:: AIM ::
Identify every line in the listing below that contains the string "target", and copy each of those lines.

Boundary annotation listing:
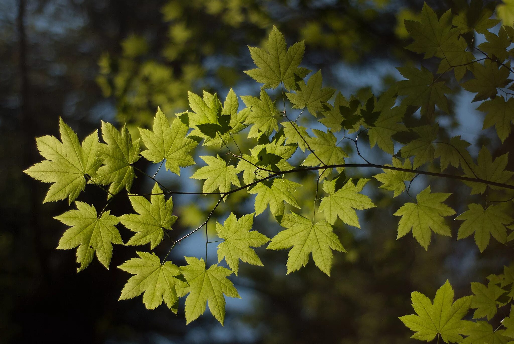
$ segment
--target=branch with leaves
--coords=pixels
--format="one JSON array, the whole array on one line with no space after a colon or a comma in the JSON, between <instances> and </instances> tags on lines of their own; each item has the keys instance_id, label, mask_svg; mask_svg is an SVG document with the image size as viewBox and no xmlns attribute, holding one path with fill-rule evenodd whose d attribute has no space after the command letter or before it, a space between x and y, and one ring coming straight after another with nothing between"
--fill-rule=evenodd
<instances>
[{"instance_id":1,"label":"branch with leaves","mask_svg":"<svg viewBox=\"0 0 514 344\"><path fill-rule=\"evenodd\" d=\"M477 10L476 6L472 8ZM335 89L323 87L320 71L310 75L312 71L300 66L303 42L288 48L283 35L274 27L266 49L250 48L256 68L245 73L262 84L259 97L238 98L231 88L222 103L217 94L204 92L200 96L190 92L190 110L176 114L170 120L158 109L151 130L139 129L139 138L133 138L126 126L118 130L102 122L104 143L100 142L95 132L81 144L75 133L61 119L61 140L53 136L38 138L38 148L45 160L26 173L52 183L44 202L67 198L71 204L87 183L105 191L107 202L99 214L94 206L77 201L76 210L57 216L71 226L58 248L77 248L80 271L91 262L95 253L99 261L108 267L113 243L150 244L152 251L163 241L166 242L166 236L170 247L163 259L153 251L138 251L139 258L119 267L135 275L128 280L120 299L143 294L143 302L148 308L155 308L164 301L176 312L179 298L187 296L187 323L202 314L208 302L211 312L223 324L225 296L240 297L228 277L233 272L237 275L240 260L263 265L252 247L269 242L267 248L290 249L286 263L288 274L305 266L311 256L320 270L329 276L334 251L346 251L335 230L341 225L338 222L360 228L356 210L376 207L371 197L362 193L366 185L378 185L386 192L392 191L393 197L406 192L412 202L405 203L393 214L399 217L398 239L412 231L419 244L428 250L433 232L451 236L448 219L456 212L445 203L450 193L432 192L430 185L426 185L415 199L410 193L411 186L415 178L416 183L427 182L428 178L417 178L420 175L460 180L469 187L470 197L473 195L478 202L483 200L486 205L470 204L468 210L455 217L463 221L460 222L457 239L474 234L481 252L486 249L491 236L506 244L514 239L514 220L509 215L514 173L506 170L508 153L493 158L491 151L483 146L473 157L468 150L470 143L460 135L448 139L437 120L442 115L453 115L446 96L452 90L444 81L452 77L447 72L453 69L457 81L472 74L472 78L461 85L464 89L477 93L474 101L482 102L478 109L487 114L484 129L495 126L502 143L510 134L514 121L510 103L514 101L509 97L509 93L506 92L505 97L497 94L499 89L503 90L511 81L508 79L512 73L510 62L506 60L513 56L507 49L514 39L514 28L503 26L498 35L490 32L488 29L498 21L489 19L491 13L487 8L481 6L480 11L480 16L463 13L452 19L449 11L438 17L425 4L420 21L406 21L413 39L407 48L425 54L425 58L440 60L435 72L440 75L434 78L433 71L423 66L420 69L399 67L406 80L397 81L378 96L360 92L347 99ZM470 23L469 18L479 19ZM478 48L472 46L472 40L468 44L463 35L470 32L484 33L487 42ZM485 57L476 58L471 52L475 48ZM443 75L445 78L442 78ZM278 89L279 86L279 94L267 90ZM245 105L241 109L240 98ZM279 103L281 101L283 106L280 111L277 101ZM420 113L416 117L418 109ZM293 121L291 113L295 111L299 113ZM316 128L314 124L312 128L300 125L301 118L304 122L315 121ZM325 127L323 130L317 129L322 126ZM243 140L241 146L236 137ZM340 144L348 140L353 143ZM370 149L376 147L381 152L380 157L372 161L382 159L384 162L372 163L364 156L360 144L366 141ZM233 151L238 154L231 150L231 142L237 150ZM141 151L142 144L146 149ZM194 153L199 145L203 152L213 154L196 158ZM201 191L166 187L156 178L157 172L152 176L134 166L141 156L150 163L160 164L157 172L163 166L167 171L179 176L181 168L201 162L204 166L190 177L200 181ZM358 162L345 160L353 158ZM385 163L389 161L391 165ZM370 178L347 177L352 170L362 173L376 169L381 169L382 173L370 175ZM450 173L445 172L447 169ZM155 183L151 192L131 193L136 172ZM302 188L299 175L316 179L310 213L302 210L296 195L297 190ZM137 213L115 216L107 209L124 189ZM323 195L319 197L321 190ZM488 201L486 192L490 190L505 201ZM253 210L238 219L231 212L223 225L216 222L214 226L219 240L209 241L207 226L215 211L222 201L243 190L247 197L255 195ZM173 214L173 194L219 198L201 225L185 235L175 237L172 226L180 219ZM254 218L268 208L285 228L271 238L252 230ZM293 211L292 208L298 210ZM317 219L317 214L323 218ZM135 233L125 244L116 227L119 223ZM205 260L185 257L186 265L181 266L167 260L176 245L203 228L206 230ZM217 242L220 243L218 262L208 267L208 244ZM224 260L228 267L218 265ZM446 342L482 343L493 342L484 338L495 336L501 340L504 337L514 338L508 328L512 326L511 320L506 320L509 318L504 321L506 329L495 331L486 322L462 320L471 307L477 309L474 318L487 316L489 320L496 314L497 306L512 301L514 294L508 286L514 273L510 268L505 268L503 275L488 277L490 282L487 287L472 284L474 296L454 302L448 282L437 292L433 303L421 293L414 292L412 299L417 315L405 316L400 320L416 332L413 338L420 340L430 341L437 337L438 340L441 338ZM508 297L502 299L504 294ZM485 299L488 301L484 301ZM481 333L485 336L476 339Z\"/></svg>"}]
</instances>

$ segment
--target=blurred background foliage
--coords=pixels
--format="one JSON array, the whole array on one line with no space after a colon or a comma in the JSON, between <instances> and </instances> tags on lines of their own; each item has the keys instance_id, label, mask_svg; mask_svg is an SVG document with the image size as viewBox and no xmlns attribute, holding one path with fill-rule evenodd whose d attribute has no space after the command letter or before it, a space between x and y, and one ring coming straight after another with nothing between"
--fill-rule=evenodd
<instances>
[{"instance_id":1,"label":"blurred background foliage","mask_svg":"<svg viewBox=\"0 0 514 344\"><path fill-rule=\"evenodd\" d=\"M427 2L439 14L467 6L464 0ZM420 63L419 56L403 48L408 41L402 23L418 18L422 6L419 0L0 2L0 342L414 342L397 319L411 313L411 292L433 296L450 278L457 297L468 295L470 282L501 271L511 248L492 241L480 255L472 240L438 236L426 252L412 238L397 241L398 219L391 214L402 200L372 181L365 192L378 207L360 212L362 229L336 223L348 253L335 255L331 277L312 263L286 276L285 251L259 249L266 267L242 265L233 280L243 299L227 300L225 327L208 314L186 327L180 311L177 317L163 306L148 311L139 298L117 301L128 276L115 267L132 258L132 249L115 247L109 270L95 263L76 274L75 251L55 249L64 228L52 218L67 205L41 204L47 186L21 171L40 160L34 137L57 135L59 116L81 138L101 119L126 123L137 135L135 125L148 127L158 106L169 116L187 110L188 90L218 92L222 99L230 86L238 95L256 94L259 86L242 73L251 66L247 46L260 46L273 25L289 43L305 40L303 65L321 69L325 84L345 96L370 89L378 94L400 77L394 67ZM498 14L511 23L512 5L502 6ZM488 132L481 132L481 118L473 121L479 115L470 97L455 94L450 100L456 110L441 117L443 129L462 134L479 149L483 143L499 147ZM465 112L470 116L465 122L459 116ZM512 138L504 150L514 147ZM382 157L375 150L366 152ZM138 164L156 169L143 159ZM158 177L170 188L197 187L184 182L192 171L180 177L161 171ZM349 176L364 173L354 170ZM135 182L136 192L152 186L142 176ZM306 174L296 178L304 186L304 193L297 193L307 211L315 179ZM416 191L429 182L416 180ZM449 205L457 213L466 209L458 192L466 187L440 180L431 185L455 193ZM82 200L103 202L101 190L87 187ZM174 232L201 223L216 201L174 196L180 216ZM230 211L238 216L250 212L252 202L234 194L214 217L222 221ZM130 209L127 201L118 201L112 212ZM278 229L267 221L270 216L267 211L254 225L268 236ZM127 231L122 230L124 239ZM174 249L174 262L201 255L201 235ZM167 245L156 252L165 255Z\"/></svg>"}]
</instances>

:: EXERCISE SOLUTION ::
--target=branch with leaves
--target=blurred background foliage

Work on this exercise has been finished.